Text block:
Without trying to ensure the Grocery Insight blog becomes somewhat of a tragic obsession of writing solely about Dave Lewis and Tesco, they are extremely newsworthy at the minute, and part of the wider Grocery Insight service offering is all about monitoring the market, spotting trends and activity in the shops. There’s plenty to look and consider with the Tesco empire. The 12 days of Christmas Dave Lewis are all about tracking the 12 days before the announcement to the City on the 8th January which will highlight where the business goes next. This, as ever is all guesswork on my part as nothing has been given away to the City, journalists or otherwise.
If you will, it’s a list of priorities that I’d be looking at targeting ahead of a major announcement to the stock market. They all interlock as, well, they’re all linked to the business but some are intrinsically linked. Clubcard for example directly cycles back to price (investment in Clubcard could be ploughed into lower prices) alongside other elements (Dunnhumby?) Tesco invested heavily in Christmas (part of the latest profit warning) and the 49p ‘Festive Five’ was popular and took the fight back to the discounters.
Today, we consider the subject of in store hours and how it all stacks up for the wider business.
Dave Lewis announced at the half year for his first presentation to the city that, despite increasing ranges by 30%, the business had in fact cut hours at the same time – thus leading to increased complexity with less people… Work that one out.

Stated task 1:
Answer these from the Tesco blog post:
(a) On what date is the announcement to the City due?
(b) What was the price of the "Festive Five"?
(c) By what percentage did Tesco increase its ranges, according to the half-year presentation?
Stated task 2: Please copy the Tesco blog post word for word from "Without trying to" up to and including "journalists or otherwise.".
The lines that come after the Tesco blog post are separate material, unrelated to it.

Rows:
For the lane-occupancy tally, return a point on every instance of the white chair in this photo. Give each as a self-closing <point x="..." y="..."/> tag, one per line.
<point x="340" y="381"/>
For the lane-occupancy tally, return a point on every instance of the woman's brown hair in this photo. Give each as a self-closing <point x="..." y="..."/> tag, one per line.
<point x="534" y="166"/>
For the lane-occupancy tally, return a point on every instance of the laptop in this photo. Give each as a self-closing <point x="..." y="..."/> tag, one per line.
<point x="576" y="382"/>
==
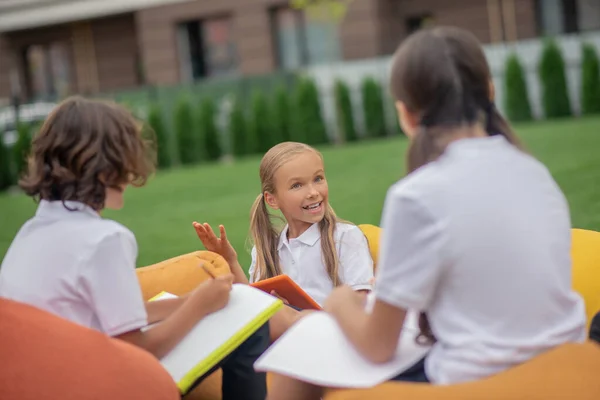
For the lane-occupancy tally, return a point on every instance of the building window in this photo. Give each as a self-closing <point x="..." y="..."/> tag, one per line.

Final result 1:
(a) The 8th January
(b) 49p
(c) 30%

Final result 2:
Without trying to ensure the Grocery Insight blog becomes somewhat of a tragic obsession of writing solely about Dave Lewis and Tesco, they are extremely newsworthy at the minute, and part of the wider Grocery Insight service offering is all about monitoring the market, spotting trends and activity in the shops. There’s plenty to look and consider with the Tesco empire. The 12 days of Christmas Dave Lewis are all about tracking the 12 days before the announcement to the City on the 8th January which will highlight where the business goes next. This, as ever is all guesswork on my part as nothing has been given away to the City, journalists or otherwise.